- _PROBLEMS TO WORK ON_
a) Answer these questions from the passage on Magda and Stephen Bradley's marriage:
(i) To whom was Magda married before Stephen?
(ii) Where was the guesthouse they purchased jointly?
(iii) Whose acceptance did Stephen want to win?
b) Decide whether each statement agrees with the passage on Magda and Stephen Bradley's marriage. Answer yes or no, and quote the words that settle it.
(i) Magda often voiced her worries about Stephen's financial ventures.
(ii) Stephen used Magda's divorce settlement money to help buy the guesthouse.
(iii) The sexual attraction between Magda and Stephen had faded.
c) Pick up the passage on Magda and Stephen Bradley's marriage at its final sentence, and keep writing the story in the same voice.
-- SELECTED EXCERPT follows --
Magda and Stephen Bradley had a good marriage – she ensured that it was so. She was determined that this marriage would be successful after the failure of her previous one to Gregor Weinberg. Magda constantly told Stephen what a wonderful husband and father he was. She was full of praise for his looks, his intelligence and his enterprising business acumen. She would often compare him favourably to men of vastly greater means and assets, so as to appease his jealousy for their affluent lifestyles. She understood why they had to live up to the appearance of wealth and why it was important for them to associate with people above their true station in society. Magda also knew when to stay quiet, even if something about her husband troubled her. She rarely expressed her concerns for his wild and unpredictable financial ventures, and so his failures generally passed without discussion. Magda put up with Stephen’s fantastic schemes as the family
seemed to veer from one financial disaster to another. She offered no resistance when he wanted to use her divorce settlement monies to jointly purchase the guesthouse in the Blue Mountains, or when he placed her savings in both their names. She got used to the frequent moves when he bought and sold their homes in an attempt to shift up-market, and she accepted the often sudden changes in his work placements and his constant complaints about the stupidity of his bosses. She humoured his grand plans of how they were going to become prosperous and be accepted by Sydney’s high society – the upper-class, wealthy people that Stephen craved to emulate. Stephen still exerted a magnetic effect on her, and their sexual attraction to each other was still as strong as the heady days when they had first consummated their unbridled and dangerous lust for each other.
-- SELECTED EXCERPT concluded --
-- STORED DATA follows --
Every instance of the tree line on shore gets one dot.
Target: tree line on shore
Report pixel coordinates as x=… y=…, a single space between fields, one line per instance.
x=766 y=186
-- STORED DATA concluded --
- _EXERCISE ANSWERS_
a)
(i) Gregor Weinberg
(ii) In the Blue Mountains
(iii) Sydney's high society, the upper-class, wealthy people Stephen craved to emulate

b)
(i) No: "She rarely expressed her concerns for his wild and unpredictable financial ventures"
(ii) Yes: "She offered no resistance when he wanted to use her divorce settlement monies to jointly purchase the guesthouse in the Blue Mountains"
(iii) No: "their sexual attraction to each other was still as strong as the heady days when they had first consummated their unbridled and dangerous lust for each other"

c)
Stephen Bradley doted on his wife and their three children. He did not distinguish between his own flesh and blood – Helen – and Magda’s two boys from her marriage to Gregor Weinberg. The family loved nothing better than to spend time together at the beach or a picnic ground. Stephen was loving and attentive to Ross, and never lost his patience when the boy had difficulty understanding him or making his needs known. He was tolerant of Magda’s continuing friendship with her ex-husband, and indeed was not averse to using Gregor to their advantage. He was supportive of Magda’s dream of becoming a successful songwriter, and would always come up with utterly believable excuses whenever she complained of her lack of progress.
An objective observer would have concluded that theirs was a well-functioning, upwardly mobile family with goodwill on all sides and every chance of leading happy and productive lives. But beneath the surface, Stephen harboured an undercurrent of intense envy and greed, fuelled by a desperate need for social acceptance, a readiness to undertake appalling risks, an unrealistic sense of his own perspicacity, and a perverse thrill in the face of great danger.